Natural language region descriptions
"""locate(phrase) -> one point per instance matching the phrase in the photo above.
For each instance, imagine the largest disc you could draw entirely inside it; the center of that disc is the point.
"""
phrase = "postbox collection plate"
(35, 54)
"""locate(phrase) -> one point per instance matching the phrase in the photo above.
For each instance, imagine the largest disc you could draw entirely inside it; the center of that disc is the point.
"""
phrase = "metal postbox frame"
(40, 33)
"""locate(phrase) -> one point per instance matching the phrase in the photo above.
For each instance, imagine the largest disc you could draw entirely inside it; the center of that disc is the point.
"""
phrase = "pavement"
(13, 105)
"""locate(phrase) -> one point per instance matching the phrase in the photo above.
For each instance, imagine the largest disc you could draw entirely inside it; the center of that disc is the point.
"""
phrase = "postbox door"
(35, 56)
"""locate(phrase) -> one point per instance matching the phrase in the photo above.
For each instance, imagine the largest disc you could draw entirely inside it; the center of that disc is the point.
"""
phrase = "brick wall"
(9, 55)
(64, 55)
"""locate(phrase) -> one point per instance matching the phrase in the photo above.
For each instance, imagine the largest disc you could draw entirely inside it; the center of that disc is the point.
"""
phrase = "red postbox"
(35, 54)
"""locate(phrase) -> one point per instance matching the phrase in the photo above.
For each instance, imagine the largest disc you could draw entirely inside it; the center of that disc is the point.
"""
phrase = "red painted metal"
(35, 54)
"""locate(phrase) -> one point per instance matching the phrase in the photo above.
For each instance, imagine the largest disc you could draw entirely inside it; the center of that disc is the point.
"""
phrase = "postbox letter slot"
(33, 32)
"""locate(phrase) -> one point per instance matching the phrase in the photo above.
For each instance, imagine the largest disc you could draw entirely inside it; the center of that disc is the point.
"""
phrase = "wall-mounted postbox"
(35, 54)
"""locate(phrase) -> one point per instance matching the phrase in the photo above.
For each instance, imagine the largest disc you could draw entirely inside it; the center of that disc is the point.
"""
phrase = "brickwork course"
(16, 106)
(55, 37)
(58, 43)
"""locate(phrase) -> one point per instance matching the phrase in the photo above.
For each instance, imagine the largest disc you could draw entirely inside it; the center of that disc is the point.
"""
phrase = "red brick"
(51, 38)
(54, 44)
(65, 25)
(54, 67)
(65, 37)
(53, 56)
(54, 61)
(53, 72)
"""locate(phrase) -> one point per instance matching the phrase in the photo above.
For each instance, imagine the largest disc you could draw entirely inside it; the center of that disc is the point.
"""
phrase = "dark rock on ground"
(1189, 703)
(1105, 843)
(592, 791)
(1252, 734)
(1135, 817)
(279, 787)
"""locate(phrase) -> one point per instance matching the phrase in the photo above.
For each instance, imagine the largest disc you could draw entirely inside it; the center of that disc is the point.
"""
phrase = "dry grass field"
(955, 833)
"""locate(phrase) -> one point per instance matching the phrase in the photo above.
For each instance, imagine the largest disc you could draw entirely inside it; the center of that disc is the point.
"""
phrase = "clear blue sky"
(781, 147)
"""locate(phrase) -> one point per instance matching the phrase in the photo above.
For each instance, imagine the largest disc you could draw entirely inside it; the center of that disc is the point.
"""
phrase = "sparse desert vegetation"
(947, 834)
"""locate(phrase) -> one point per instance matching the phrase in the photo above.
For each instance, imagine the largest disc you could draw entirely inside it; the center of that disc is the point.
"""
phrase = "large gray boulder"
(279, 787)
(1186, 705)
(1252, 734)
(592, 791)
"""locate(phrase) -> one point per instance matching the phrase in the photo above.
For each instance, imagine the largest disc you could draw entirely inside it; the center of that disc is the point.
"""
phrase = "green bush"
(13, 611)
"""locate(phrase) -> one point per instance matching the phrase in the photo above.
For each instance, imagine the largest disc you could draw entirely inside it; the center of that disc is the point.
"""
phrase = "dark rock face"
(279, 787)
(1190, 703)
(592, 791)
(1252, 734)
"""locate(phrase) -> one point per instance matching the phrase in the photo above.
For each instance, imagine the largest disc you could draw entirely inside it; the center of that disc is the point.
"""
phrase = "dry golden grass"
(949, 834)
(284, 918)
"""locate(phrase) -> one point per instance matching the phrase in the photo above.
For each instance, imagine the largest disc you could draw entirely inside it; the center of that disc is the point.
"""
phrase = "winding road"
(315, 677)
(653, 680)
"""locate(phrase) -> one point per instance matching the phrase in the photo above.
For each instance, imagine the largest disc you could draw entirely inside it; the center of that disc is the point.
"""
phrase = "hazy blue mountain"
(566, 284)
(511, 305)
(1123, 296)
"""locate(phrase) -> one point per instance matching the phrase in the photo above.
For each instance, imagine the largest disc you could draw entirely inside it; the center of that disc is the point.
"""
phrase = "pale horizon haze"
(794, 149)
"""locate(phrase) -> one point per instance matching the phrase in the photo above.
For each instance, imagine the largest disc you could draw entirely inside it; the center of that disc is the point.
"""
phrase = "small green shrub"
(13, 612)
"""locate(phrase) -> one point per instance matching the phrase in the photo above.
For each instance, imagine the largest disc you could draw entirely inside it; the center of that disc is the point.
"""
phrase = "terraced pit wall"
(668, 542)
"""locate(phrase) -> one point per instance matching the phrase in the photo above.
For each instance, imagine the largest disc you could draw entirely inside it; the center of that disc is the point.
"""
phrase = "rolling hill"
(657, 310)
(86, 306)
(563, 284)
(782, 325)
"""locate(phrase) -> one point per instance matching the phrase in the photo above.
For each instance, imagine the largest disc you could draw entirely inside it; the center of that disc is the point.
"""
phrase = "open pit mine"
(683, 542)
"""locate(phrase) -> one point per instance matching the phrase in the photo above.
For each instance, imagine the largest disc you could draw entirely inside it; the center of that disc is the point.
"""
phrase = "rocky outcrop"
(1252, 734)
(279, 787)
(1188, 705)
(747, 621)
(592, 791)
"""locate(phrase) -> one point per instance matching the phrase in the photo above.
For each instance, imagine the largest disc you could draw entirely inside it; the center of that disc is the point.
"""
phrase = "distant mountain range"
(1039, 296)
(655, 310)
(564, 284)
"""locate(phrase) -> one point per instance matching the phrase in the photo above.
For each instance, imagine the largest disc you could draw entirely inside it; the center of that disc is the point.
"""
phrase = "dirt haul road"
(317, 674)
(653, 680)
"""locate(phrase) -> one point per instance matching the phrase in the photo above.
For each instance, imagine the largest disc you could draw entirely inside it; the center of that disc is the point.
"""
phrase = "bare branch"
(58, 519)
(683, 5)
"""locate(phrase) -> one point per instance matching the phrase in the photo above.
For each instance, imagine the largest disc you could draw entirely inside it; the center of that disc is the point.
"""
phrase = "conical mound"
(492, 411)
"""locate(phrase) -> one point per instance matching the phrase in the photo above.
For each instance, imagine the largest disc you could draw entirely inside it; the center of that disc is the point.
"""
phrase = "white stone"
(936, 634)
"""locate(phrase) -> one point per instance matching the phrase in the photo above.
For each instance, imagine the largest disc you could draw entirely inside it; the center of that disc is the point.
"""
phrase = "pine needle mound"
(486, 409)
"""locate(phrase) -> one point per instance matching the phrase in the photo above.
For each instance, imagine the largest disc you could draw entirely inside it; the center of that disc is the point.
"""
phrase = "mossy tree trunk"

TASK DIRECTIONS
Exactly as they appear above, return all of the records.

PROBLEM SOLUTION
"""locate(phrase) -> one point per instance matching the phrase in the photo above.
For each instance, imagine the largest disc you could draw entirely inside it; the center of that disc is the point.
"""
phrase = "postbox collection plate"
(35, 54)
"""locate(phrase) -> one point per instance matching the phrase in the photo above.
For each instance, imagine the largest disc you could draw entirely inside it; the center of that disc is the point.
"""
phrase = "metal postbox frame"
(40, 33)
"""locate(phrase) -> one point per instance matching the phrase in the photo above.
For each instance, imagine the largest disc you could draw entirely inside it; the center of that disc is the point.
"""
phrase = "pavement"
(13, 105)
"""locate(phrase) -> one point per instance matching the phrase in the photo above.
For each instance, imagine the largest disc you could draw entirely inside it; the center of that disc is the point.
"""
phrase = "postbox door"
(35, 56)
"""locate(phrase) -> one point per instance matching the phrase in the photo above.
For each instance, imagine the largest disc you could draw entirely inside it; the center of that disc is the point.
"""
phrase = "brick wall"
(9, 55)
(64, 55)
"""locate(phrase) -> one point per instance matching the phrase in the photo above.
For each instance, imagine the largest disc you could draw entirely inside it; the center of that disc is the point.
"""
phrase = "red postbox"
(35, 54)
"""locate(phrase) -> one point per instance matching the phrase in the photo above.
For each instance, imagine the largest disc you could draw entirely inside it; the center of that disc is the point.
"""
phrase = "red painted metal"
(35, 54)
"""locate(phrase) -> one point per instance matching the phrase in the photo above.
For each instance, imagine the largest disc you could draw entirely inside it; the center of that disc is the point.
"""
phrase = "postbox letter slot"
(33, 32)
"""locate(phrase) -> one point per instance matching the phrase in the photo above.
For each instance, imagine the largest disc you could draw entirely inside it; the center of that disc is the point.
"""
phrase = "wall-mounted postbox"
(35, 54)
"""locate(phrase) -> one point per instance matching the phrase in the photo above.
For each instance, imagine the largest disc you could draw entirely inside it; the center of that disc is the point.
"""
phrase = "brickwork course"
(16, 106)
(55, 37)
(58, 43)
"""locate(phrase) -> one point per instance matching the phrase in the photo above.
For each instance, imagine the largest disc you could draw entirely inside it; the center of that disc is the point.
"""
phrase = "red brick"
(51, 38)
(54, 44)
(65, 25)
(54, 67)
(65, 37)
(53, 56)
(54, 61)
(53, 72)
"""locate(phrase) -> one point per instance matching the phrase in the photo above.
For each instance, imagine the largest disc you could draw entirely inside it; the center of that disc is the point.
"""
phrase = "dark rock on ground"
(1189, 703)
(1105, 843)
(592, 791)
(1252, 734)
(1135, 817)
(279, 787)
"""locate(phrase) -> one point per instance matching the phrase in the photo above.
For each instance, imagine the largest disc you could draw entirely inside it; the center of that disc is the point.
"""
phrase = "dry grass field"
(955, 833)
"""locate(phrase) -> one point per instance matching the phrase in the photo above.
For each instance, imagine the largest disc you could draw entirely inside it; the center of that disc is the point.
"""
phrase = "clear blue sky"
(781, 147)
"""locate(phrase) -> one point per instance matching the phrase in the photo above.
For each instance, imagine the largest disc you could draw entirely inside it; the center of that disc is the point.
"""
phrase = "sparse desert vegetation"
(947, 834)
"""locate(phrase) -> one point per instance matching the phrase in the photo above.
For each instance, imagine the largest disc you could draw entirely inside it; the center of that disc is the point.
"""
phrase = "large gray boulder"
(279, 787)
(1186, 705)
(1252, 734)
(592, 791)
"""locate(phrase) -> one point per instance matching the phrase in the photo above.
For each instance, imagine the largest disc you could draw entirely inside it; the center of that disc is the point.
"""
phrase = "green bush"
(13, 611)
"""locate(phrase) -> one point per instance matching the phrase in the photo above.
For each instance, imagine the largest disc you could draw entirely inside it; the center of that disc is the point.
"""
phrase = "dark rock face"
(279, 787)
(1190, 703)
(592, 791)
(1252, 734)
"""locate(phrase) -> one point per instance matching the phrase in the photo above.
For each instance, imagine the largest disc you could draw entirely inside it; the center of that disc is the point.
"""
phrase = "dry golden grass"
(949, 834)
(284, 918)
"""locate(phrase) -> one point per instance matching the phrase in the photo above.
For each instance, imagine the largest disc you could draw entirely inside it; the center of that disc is the point.
"""
phrase = "winding road"
(315, 677)
(653, 680)
"""locate(phrase) -> one point per instance matching the phrase in the photo above.
For each instance, imagine the largest disc you could draw entirely inside it; the center of that disc is the point.
"""
phrase = "hazy blue mountain"
(566, 284)
(511, 305)
(1123, 296)
"""locate(phrase) -> one point per instance matching the phrase in the photo above.
For each instance, imagine the largest disc you could draw entirely inside it; the center of that disc is the point.
"""
phrase = "pale horizon haze"
(794, 149)
"""locate(phrase) -> one point per instance matching the phrase in the photo above.
For each instance, imagine the largest disc you could draw entirely inside it; the center of that disc is the point.
"""
phrase = "small green shrub"
(13, 612)
"""locate(phrase) -> one point per instance matching the phrase in the photo above.
For each instance, imagine the largest disc you could draw entirely inside it; the center of that disc is the point.
"""
phrase = "terraced pit wall"
(668, 542)
"""locate(phrase) -> one point per instance matching the phrase in the photo above.
For each instance, imagine the largest disc you could draw entirely inside it; the center of that disc is the point.
"""
phrase = "rolling hill"
(657, 310)
(86, 306)
(563, 284)
(782, 325)
"""locate(phrase) -> one point per instance matching the phrase in the photo above.
For each instance, imagine the largest disc you could draw entirely inside it; the center of that disc is the point.
"""
phrase = "open pit mine"
(683, 542)
"""locate(phrase) -> one point per instance matching the phrase in the photo above.
For each instance, imagine the largest disc you could draw entirely inside it; the center of that disc is the point.
"""
phrase = "rocky outcrop"
(1252, 734)
(279, 787)
(1188, 705)
(747, 621)
(592, 791)
"""locate(phrase) -> one point per instance matching the phrase in the photo above.
For each instance, imagine the largest disc you could draw entirely inside it; the center of that disc is the point.
"""
phrase = "distant mountain range"
(1039, 296)
(655, 310)
(564, 284)
"""locate(phrase) -> one point per instance matching the phrase in the photo above.
For each instance, imagine the largest disc you could draw entirely inside it; the center of that disc is the point.
"""
phrase = "dirt haul road"
(317, 674)
(653, 680)
"""locate(phrase) -> one point per instance matching the phrase in the photo above.
For each instance, imagine the largest disc you could draw entirely inside it; the center of that disc is the point.
"""
phrase = "bare branch"
(58, 519)
(683, 5)
"""locate(phrase) -> one point per instance matching the phrase in the photo above.
For each instance, imagine the largest disc you could draw entirely inside it; the center of that disc is the point.
"""
phrase = "conical mound"
(492, 411)
"""locate(phrase) -> one point per instance matching the phrase in the photo above.
For each instance, imagine the largest disc you could draw entirely inside it; the center of that disc is the point.
"""
phrase = "white stone"
(936, 634)
"""locate(phrase) -> one point per instance matching the phrase in the photo above.
For each instance, imagine the largest disc you could draw entirely inside it; the center of that disc is the point.
"""
phrase = "pine needle mound"
(486, 409)
"""locate(phrase) -> one point per instance matching the phrase in the photo above.
For each instance, imagine the largest disc you could draw entirely inside it; the center of that disc is the point.
"""
phrase = "mossy tree trunk"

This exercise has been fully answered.